■ **TEXT FOR ANALYSIS**
By John Mura
Office of the Secretary
Frankfort, Ky. – The desk is cleaned out and 18 years of mementos boxed. As Donald S. Dott Jr., the longest-serving director of the Kentucky State Nature Preserves Commission (“KSNPC”) heads out the door, he has no regrets as he relinquishes stewardship of Kentucky’s natural wonders.
After 31 years in state service, the self-described “tall, skinny guy,” and “adrenaline junkie” retired July 29. Under his stewardship, the state’s protected lands have grown into 63 preserves with 27,897 acres across the Commonwealth.
“We have some really outstanding areas, no question about it,” Dott said.
The Kentucky State Nature Preserves Commission purchased these spaces for the protection and preservation of the natural areas that contained rare plant and animal species or relatively undisturbed natural communities that are becoming increasingly threatened throughout the Commonwealth.
Dott, 59, said that biologists systematically search the state to find new species and more populations of known rarities and areas suitable for purchase as a preserve.
“The first purpose of a nature preserve is for biodiversity,” Dott said. “It’s not for camping and that sort of stuff. So you got to keep out the ATVs and the horses and unauthorized uses like that. That’s one challenge. The second, biggest challenge, really, is non-native species, invasive species, of which seem to pop up more and more all the time.”
An avid outdoorsman who still downhill skis and has taken hang-gliding lessons, Dott first responded to the allure of nature growing up in Hikes Point, in Louisville. Dott said his favorite moments were spent turning over rocks in a nearby creek. “If you got really lucky, you’d find a snake,” he said.
After spending four years at Ballard High School, Dott was accepted into the University of Kentucky, where he graduated in 1978 with a degree in political science. A law degree from George Washington University followed. Always, he said, he wanted to do environmental work.
He clerked for U.S. Magistrate George J. Long in Louisville and then spent nine months in private practice before being hired, on April 1, 1985, as an attorney in the enforcement office of the Kentucky Natural Resources and Environmental Protection Cabinet. Thirteen years later, when an opening occurred, he was hired as director of KSNPC.

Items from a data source
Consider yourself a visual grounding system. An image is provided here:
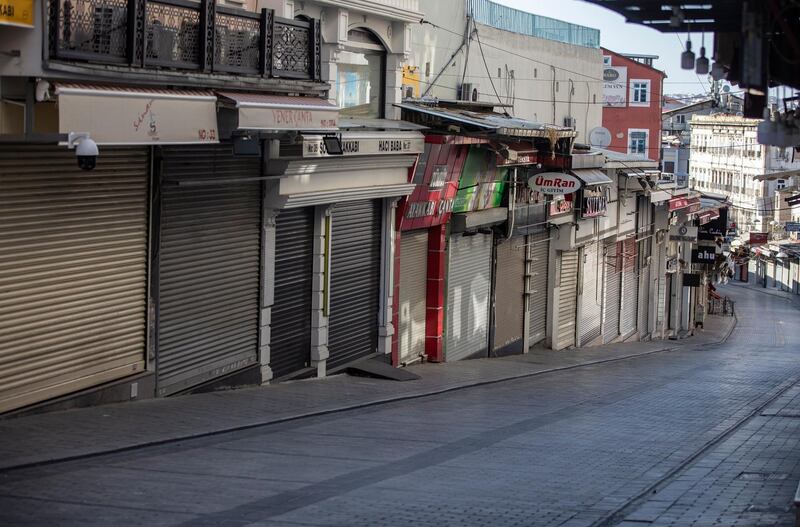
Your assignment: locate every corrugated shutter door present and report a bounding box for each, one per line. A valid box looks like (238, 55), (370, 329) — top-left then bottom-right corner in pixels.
(445, 234), (492, 361)
(639, 265), (650, 338)
(617, 238), (639, 338)
(555, 251), (579, 349)
(397, 230), (428, 362)
(580, 243), (603, 346)
(157, 145), (261, 395)
(0, 146), (148, 412)
(269, 207), (314, 379)
(528, 232), (550, 346)
(603, 242), (622, 344)
(328, 200), (383, 371)
(494, 236), (527, 350)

■ **WHAT YOU NEED TO DO**
**a)** List the schools that, according to the article on Donald S. Dott Jr.'s retirement, he attended.
**b)** Carry the article on Donald S. Dott Jr.'s retirement forward from its final sentence.

■ **EXERCISE RESULTS**
**a)** Ballard High School, the University of Kentucky, and George Washington University.

**b)**
The job has grown more difficult since 2007, he said, with reduced budgets and increased competition for specialty license plates revenue. The Heritage Land Conservation Fund’s three specialty plates, currently featuring a cardinal, a bobcat and a Kentucky Warbler, used to bring in substantial revenue that went to land purchases, he said. But an explosion of vanity and other specialty plates siphoned off much of that money.
While acknowledging that there is much more work to be done, he is gratified with what his team has accomplished. “It’s said so often it sounds trite, but it has been a privilege to work with the biologists and support staff at the Commission,” Dott said. “I doubt you will find in state government a staff more dedicated and enthusiastic about the work they do. And as many will tell you, ‘they live it and breathe it.’ I can’t think of anywhere else I would rather have made my career.”
He leaves with the gratitude of the cabinet. “I want to thank Don for the years of leadership he has provided in the protection of Kentucky’s unique landscapes,” Secretary Charles Snavely said. “We wish him the best in whatever his future brings.”
So what comes next? “The word ‘nothing’ comes to mind,” other than paying more attention to his 30-acre home in Waddy, Ky., Dott said with a laugh. “But I can’t do nothing for very long.”
Boredom will eventually drive him back to what has been a decades-long pursuit – protecting Kentucky’s natural heritage for the generations that follow, he said.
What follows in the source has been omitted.